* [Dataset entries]

========

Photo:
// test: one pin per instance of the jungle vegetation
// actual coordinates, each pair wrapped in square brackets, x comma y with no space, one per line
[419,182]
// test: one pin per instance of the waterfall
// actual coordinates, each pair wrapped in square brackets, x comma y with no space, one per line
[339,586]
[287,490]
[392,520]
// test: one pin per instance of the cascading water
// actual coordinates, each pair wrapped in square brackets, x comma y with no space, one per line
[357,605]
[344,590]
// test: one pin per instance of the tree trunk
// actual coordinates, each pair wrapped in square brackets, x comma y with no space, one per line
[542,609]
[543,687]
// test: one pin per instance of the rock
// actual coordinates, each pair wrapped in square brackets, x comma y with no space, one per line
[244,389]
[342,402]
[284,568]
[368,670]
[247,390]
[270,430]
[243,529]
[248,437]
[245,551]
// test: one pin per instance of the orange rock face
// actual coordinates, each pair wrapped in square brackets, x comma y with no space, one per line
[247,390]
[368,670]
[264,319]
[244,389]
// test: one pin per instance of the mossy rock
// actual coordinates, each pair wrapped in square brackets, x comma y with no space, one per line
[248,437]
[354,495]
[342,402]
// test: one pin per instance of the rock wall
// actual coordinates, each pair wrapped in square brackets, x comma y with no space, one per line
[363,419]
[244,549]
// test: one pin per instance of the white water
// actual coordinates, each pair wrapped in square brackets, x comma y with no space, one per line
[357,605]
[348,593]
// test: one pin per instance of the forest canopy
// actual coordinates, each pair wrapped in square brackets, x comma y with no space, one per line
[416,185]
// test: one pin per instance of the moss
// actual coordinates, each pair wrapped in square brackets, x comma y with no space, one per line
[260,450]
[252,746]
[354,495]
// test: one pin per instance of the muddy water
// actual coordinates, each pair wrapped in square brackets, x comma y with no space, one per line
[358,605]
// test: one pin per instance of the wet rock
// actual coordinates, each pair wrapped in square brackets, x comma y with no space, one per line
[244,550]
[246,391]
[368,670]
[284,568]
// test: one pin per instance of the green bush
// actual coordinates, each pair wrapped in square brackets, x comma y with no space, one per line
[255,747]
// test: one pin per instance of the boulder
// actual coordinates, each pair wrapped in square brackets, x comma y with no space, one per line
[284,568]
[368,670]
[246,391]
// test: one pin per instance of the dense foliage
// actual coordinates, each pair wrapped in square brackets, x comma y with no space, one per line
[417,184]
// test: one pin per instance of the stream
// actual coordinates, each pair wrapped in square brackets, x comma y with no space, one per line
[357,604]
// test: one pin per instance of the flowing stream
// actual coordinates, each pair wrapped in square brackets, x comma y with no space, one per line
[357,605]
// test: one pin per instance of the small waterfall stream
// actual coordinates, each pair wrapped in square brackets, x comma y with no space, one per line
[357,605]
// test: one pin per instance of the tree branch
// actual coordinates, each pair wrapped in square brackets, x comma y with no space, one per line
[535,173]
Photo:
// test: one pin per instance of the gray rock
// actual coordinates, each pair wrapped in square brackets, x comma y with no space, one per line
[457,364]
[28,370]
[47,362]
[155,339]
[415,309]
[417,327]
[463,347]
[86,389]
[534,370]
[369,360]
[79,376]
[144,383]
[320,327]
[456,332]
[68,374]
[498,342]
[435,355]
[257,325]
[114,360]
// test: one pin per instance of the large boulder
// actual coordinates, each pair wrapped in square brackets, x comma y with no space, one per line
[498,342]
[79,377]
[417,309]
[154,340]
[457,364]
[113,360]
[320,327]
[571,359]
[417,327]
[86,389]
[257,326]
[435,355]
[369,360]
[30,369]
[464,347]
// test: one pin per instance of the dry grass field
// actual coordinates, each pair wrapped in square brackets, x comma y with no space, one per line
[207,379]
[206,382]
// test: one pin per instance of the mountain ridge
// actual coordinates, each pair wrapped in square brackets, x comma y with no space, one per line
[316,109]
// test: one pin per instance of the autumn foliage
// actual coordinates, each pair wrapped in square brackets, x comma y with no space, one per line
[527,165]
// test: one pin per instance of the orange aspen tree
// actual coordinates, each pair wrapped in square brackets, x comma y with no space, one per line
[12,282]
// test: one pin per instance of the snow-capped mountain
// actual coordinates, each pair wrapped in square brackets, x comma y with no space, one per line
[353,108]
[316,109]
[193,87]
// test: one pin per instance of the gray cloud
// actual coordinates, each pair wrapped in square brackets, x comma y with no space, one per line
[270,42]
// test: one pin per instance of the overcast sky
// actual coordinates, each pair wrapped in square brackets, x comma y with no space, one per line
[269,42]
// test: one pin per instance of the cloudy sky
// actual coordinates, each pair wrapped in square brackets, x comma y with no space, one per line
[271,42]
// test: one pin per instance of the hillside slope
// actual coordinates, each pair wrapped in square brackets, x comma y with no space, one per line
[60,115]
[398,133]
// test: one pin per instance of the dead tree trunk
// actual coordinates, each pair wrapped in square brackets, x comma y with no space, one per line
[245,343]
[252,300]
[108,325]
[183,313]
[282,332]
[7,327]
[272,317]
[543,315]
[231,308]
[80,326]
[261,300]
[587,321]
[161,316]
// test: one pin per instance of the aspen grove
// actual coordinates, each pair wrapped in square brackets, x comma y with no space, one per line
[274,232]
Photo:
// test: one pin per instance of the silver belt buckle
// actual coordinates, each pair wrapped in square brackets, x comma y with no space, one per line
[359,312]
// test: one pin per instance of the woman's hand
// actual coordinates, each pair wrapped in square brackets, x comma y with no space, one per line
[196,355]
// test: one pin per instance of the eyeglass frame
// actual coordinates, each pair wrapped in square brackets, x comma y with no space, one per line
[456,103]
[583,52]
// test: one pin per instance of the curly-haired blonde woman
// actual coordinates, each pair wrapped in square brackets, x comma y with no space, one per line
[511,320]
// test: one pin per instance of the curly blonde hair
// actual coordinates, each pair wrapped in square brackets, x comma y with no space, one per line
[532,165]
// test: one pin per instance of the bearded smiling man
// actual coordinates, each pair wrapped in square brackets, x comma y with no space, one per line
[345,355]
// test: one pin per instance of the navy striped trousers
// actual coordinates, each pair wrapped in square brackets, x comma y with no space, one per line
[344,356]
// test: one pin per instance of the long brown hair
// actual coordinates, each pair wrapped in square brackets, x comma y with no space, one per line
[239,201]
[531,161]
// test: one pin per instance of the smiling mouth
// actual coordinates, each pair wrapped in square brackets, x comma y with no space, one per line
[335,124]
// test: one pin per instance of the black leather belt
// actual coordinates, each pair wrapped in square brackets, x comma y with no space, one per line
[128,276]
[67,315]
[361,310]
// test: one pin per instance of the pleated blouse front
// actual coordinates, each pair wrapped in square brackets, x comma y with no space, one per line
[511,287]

========

* [WHAT YOU ARE ASKED TO DO] Repeat verbatim the opening run of entries, ending with the line that contains "the white water".

* [RESULT]
Photo:
// test: one pin per instance of the jungle vegetation
// actual coordinates, each pair wrapped in square brackets, x comma y with no space, one per line
[419,182]
// test: one pin per instance of the waterfall
// actual coordinates, each pair wrapped in square brackets, x comma y with no space, one per line
[339,586]
[287,490]
[392,520]
// test: one pin per instance of the cascading water
// actual coordinates, each pair wrapped in square brackets, x comma y with no space, one per line
[357,605]
[344,590]
// test: one pin per instance of the tree trunk
// actual coordinates, each pair wrapped in square brackets, x comma y with no space, one per line
[542,609]
[543,687]
// test: one pin per instance of the rock
// actual coordinates, each pair wrapped in square brackets, x comma y with no space, one per line
[244,389]
[342,402]
[284,568]
[368,670]
[247,390]
[270,430]
[243,529]
[248,437]
[245,551]
// test: one pin per instance of the orange rock face
// actual coordinates, each pair wrapped in square brackets, x comma y with no space, one per line
[247,390]
[368,670]
[264,319]
[244,389]
// test: one pin per instance of the mossy rock
// actual coordinates, each pair wrapped in square brackets, x comma y with no space, one per line
[248,437]
[354,495]
[342,402]
// test: one pin per instance of the rock wall
// actual coordinates, each pair wrapped in square brackets, x comma y with no space, one per line
[363,419]
[244,549]
// test: one pin per instance of the white water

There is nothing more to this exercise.